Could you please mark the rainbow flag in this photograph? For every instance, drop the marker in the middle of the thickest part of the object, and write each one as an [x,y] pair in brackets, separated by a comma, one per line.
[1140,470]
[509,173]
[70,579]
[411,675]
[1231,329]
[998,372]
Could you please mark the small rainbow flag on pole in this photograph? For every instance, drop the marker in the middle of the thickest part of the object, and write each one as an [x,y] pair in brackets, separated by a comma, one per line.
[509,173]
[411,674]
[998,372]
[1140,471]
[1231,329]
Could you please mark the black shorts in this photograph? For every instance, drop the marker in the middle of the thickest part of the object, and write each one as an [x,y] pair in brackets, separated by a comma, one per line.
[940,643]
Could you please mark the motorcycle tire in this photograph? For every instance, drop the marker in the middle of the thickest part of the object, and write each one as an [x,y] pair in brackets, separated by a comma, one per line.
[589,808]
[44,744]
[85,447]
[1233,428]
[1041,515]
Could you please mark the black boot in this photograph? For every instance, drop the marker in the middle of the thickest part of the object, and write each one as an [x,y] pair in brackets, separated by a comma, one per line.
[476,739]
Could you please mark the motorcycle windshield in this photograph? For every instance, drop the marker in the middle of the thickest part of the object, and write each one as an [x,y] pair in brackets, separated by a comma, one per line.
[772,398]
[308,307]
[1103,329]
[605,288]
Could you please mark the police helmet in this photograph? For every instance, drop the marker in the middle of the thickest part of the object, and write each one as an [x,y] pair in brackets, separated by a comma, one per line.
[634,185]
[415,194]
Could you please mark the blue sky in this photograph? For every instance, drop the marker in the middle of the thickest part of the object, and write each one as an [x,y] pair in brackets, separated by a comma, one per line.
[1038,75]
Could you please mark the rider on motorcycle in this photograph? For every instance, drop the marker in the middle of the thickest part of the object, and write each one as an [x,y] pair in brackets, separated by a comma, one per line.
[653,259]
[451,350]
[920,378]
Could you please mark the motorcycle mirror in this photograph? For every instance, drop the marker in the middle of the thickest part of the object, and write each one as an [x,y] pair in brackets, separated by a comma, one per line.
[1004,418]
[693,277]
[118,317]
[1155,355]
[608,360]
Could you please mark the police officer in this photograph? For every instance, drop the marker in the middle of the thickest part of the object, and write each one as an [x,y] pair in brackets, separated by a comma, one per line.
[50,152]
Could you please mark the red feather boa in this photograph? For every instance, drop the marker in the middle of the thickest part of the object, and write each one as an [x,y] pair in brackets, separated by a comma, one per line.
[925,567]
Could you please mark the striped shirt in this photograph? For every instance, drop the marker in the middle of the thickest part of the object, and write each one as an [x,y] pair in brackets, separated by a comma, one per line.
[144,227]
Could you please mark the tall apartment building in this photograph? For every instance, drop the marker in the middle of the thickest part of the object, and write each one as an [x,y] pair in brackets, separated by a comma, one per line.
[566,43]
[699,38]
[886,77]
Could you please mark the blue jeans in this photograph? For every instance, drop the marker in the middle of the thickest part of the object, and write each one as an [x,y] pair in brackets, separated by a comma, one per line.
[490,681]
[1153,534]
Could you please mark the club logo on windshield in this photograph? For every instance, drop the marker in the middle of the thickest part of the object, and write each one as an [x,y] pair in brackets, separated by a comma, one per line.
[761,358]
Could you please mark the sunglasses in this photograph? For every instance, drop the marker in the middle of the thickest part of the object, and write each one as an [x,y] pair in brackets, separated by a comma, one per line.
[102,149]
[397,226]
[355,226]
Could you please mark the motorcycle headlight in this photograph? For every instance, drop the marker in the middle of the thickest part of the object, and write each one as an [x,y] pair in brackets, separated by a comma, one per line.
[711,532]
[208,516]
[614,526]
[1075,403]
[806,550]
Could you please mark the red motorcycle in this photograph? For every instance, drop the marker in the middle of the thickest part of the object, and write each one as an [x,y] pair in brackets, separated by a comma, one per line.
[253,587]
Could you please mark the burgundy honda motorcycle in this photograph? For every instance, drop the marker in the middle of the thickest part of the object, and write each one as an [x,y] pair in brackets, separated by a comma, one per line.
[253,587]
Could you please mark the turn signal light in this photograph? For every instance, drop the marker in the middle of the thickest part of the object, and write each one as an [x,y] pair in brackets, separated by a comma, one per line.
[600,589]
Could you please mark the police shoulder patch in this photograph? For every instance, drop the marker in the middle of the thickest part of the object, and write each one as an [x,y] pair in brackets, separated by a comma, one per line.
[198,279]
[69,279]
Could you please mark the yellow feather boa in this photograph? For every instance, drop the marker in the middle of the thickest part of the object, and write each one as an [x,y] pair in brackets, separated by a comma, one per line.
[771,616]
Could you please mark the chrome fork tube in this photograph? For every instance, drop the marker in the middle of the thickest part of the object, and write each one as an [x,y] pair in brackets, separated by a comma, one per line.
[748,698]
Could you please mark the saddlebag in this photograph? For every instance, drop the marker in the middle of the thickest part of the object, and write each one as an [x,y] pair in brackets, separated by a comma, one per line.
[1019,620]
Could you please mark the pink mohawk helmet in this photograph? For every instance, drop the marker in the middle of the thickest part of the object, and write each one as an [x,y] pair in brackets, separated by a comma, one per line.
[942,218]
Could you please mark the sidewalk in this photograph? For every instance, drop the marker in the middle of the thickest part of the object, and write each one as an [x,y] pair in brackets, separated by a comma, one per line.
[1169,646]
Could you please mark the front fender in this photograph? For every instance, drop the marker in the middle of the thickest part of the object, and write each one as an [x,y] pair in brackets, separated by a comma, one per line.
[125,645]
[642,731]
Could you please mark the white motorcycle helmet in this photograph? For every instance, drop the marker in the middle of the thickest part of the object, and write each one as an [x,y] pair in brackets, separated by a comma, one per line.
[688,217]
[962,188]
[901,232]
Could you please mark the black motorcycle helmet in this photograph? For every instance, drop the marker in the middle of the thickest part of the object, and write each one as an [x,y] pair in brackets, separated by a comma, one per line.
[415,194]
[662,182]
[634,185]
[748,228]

- [Description of the task]
Recopy the entries above in their entirety, exactly.

- [Answer below]
Could you please mark the rainbow flag in this photograph? For every instance, drop the marker in the middle of the thickest part of the object, and write each one as an [x,y] pair in brackets, separated by a comma, one per line.
[1140,470]
[509,173]
[70,579]
[411,675]
[1231,329]
[998,372]
Could you please mark the small rainbow flag on pole in this photograph? For every instance, drop the marker in the middle of the thickest part of the object, and write each one as an [x,y] pair in brackets, separated by a comma, one per line.
[509,173]
[411,674]
[998,372]
[1140,471]
[1231,329]
Could you please mark the black shorts in this photograph? For every instance, drop the marker in the middle of the thickest part of the object, and write each one as an [x,y] pair in brackets, separated by a comma, one per line.
[940,643]
Could you please mark the motorcycle tire in this photograph? For every instance, drop the marker in the middle of the thickest part of the object, and write each one as an [x,y] pair in brackets, separated by a comma, one per line.
[589,808]
[44,744]
[85,447]
[1233,428]
[1041,515]
Could you please mark the black boot in this photograph? For every instance, drop the marker in the middle of the thickest part of the object, and write each one as an [x,y] pair in brackets, separated by a comma, one per line.
[476,739]
Could you please mark the motorcycle windshield in this photograph? For every instance, drop the marker in the middle of the thickest part of the object, and write each one as an [x,y] pair in brackets, separated by a comma, one per line.
[772,398]
[308,307]
[1103,329]
[605,288]
Could you please mark the police helmet in this photograph? For every instance, drop the marker in the middle of the thickest part of the object, and write each one as an [x,y] pair in brackets, separated by a comma, one per line.
[634,185]
[415,194]
Could you please mark the blue sky in this photograph? For every instance, drop the marker in the middle of the thickest part of the object, and write each one as an [x,y] pair in brackets, separated by a comma, one per line.
[1038,75]
Could you please mark the rider on motorcycle in this photograph? For every instance, drop the marker in the middle of the thickest part of the object, and write each one as an [x,y] pair in brackets, separated by a comma, one per line.
[653,259]
[451,350]
[920,378]
Could you please mark the motorcycle mirror in this photograph? For every instance, drop the marker in the middle of the thickest part of the object, and write each one as an [x,y] pair in brackets, separated by a comma, one per line.
[1004,418]
[693,277]
[118,317]
[1155,355]
[608,360]
Could you please mark the police officer in this photograph? For every instance, drop the marker in the middle of the thickest part of the object, and write each one as an [x,y] pair in brackets, separated by a comma, one per line.
[50,152]
Could you please mark the red feather boa in this photograph? For every instance, drop the marker in the middle of the thickest part of the object, and write each one as an [x,y] pair in brackets, separated by a comma, one per line.
[925,567]
Could you please mark the striped shirt in this photograph? For every instance, drop the marker in the middle of the thickest part of the object, and write each one as an [x,y] pair in brackets, separated by a comma, one per line.
[144,227]
Could you please mark the tall apartment building in this photograph? For every instance, drop the marker in the middle of the thickest part of the object, and write each one as an [x,y] pair in brackets, separated by a comma, one per line.
[566,43]
[699,38]
[886,77]
Could you please mark the blue jeans in this photograph? For every instance, drop the marker in the middle of the thickest part of the object, and write each one as an [x,y] pair in brackets, separated by a comma, one per line.
[490,681]
[1153,534]
Could you please mark the club logo on windshield in this photograph? For every instance, drop the marker in the middle of the thickest part of the object, and write each one as an [x,y] pair in brackets, separated by a comma, one per line.
[761,358]
Could you please mark the sunglasses in this photograph? For every instance, drop the marker in the middle of the thickest part of the object, and write each one as an [x,y] pair in brackets, separated by a comma, one per line.
[102,149]
[397,226]
[355,226]
Could you please mark the motorcycle headlight in this photograph? For every instance, drop the marker in the middle of the thickest part of the object, and write each one as an [x,y] pair in brackets, separated by a comma, one per line.
[711,532]
[208,516]
[614,526]
[1075,403]
[806,550]
Could you please mark the red motorcycle in this photograph? For every instance, drop the marker in the middle of the thickest part of the object, and write each one as an [x,y] pair in brackets, separated by a comma, one per line.
[253,587]
Could you please mark the burgundy honda motorcycle in this photograph? For every instance, drop the marker in the middle of the thickest part of the object, and write each one as an [x,y] pair in brackets, separated by a comma, one per line.
[253,587]
Could you please mark the turn signal light in this photograph? For every instance, drop the marker in the middle of the thickest part of the object, and write each one as an [x,y] pair in brackets, separated by a comma, one per line.
[600,589]
Could you please mark the police shoulder patch in this photograph? For every instance, drop the marker in the middle of the thickest part of the object, and write each one as an [x,y] pair in brackets, separated by a comma, one per line.
[198,279]
[69,279]
Could you please mark the yellow feather boa in this photograph? For every instance, drop the marker in the middle of the thickest part of the object, and write each one as an [x,y] pair in brackets, separated by a comma, one per line.
[771,616]
Could you please mark the chrome fork tube in this photograph? For every instance, drop the marker in the middle of the thickest part of the object, and write each one as an [x,y] pair in brackets, separated by a comma, one per line.
[748,698]
Could you please mark the saddlebag in this photograph? For every instance, drop the marker in the middle of the thickest part of the object, and write each one as an [x,y] pair in brackets, separated by a comma, one per line.
[1019,620]
Could you please mark the pink mohawk helmet in this photograph? For every instance, drop the marker in the middle of the thickest part of the object, and write each one as an [x,y] pair in brackets, separated by a comma, one per line.
[942,218]
Could you please mark the sidewalk in this photograph? For every instance, drop the marker in the middle of the thickest part of the object, and write each one as an [x,y] pair in brackets, separated by a comma, one per line.
[1169,646]
Could you please mark the front fender in this photograph? For every instance, drop the marker in the middle of the thickest part of the object, and write each one as an [x,y] pair in brackets, separated by a comma, one per line.
[125,645]
[642,731]
Could you please mark the white motorcycle helmet in this photograph? For every instance, drop the marker in the middle of the thickest part of the object, and write each one as an [x,y] pair in brackets, separated by a comma, one per line.
[688,217]
[962,188]
[901,232]
Could you please mark the black motorcycle helmet in this photograph? For every instance, drop the marker in the middle of the thickest part of the object, and write each one as an [x,y] pair in brackets, separated by a comma, one per line.
[415,194]
[662,182]
[634,185]
[748,228]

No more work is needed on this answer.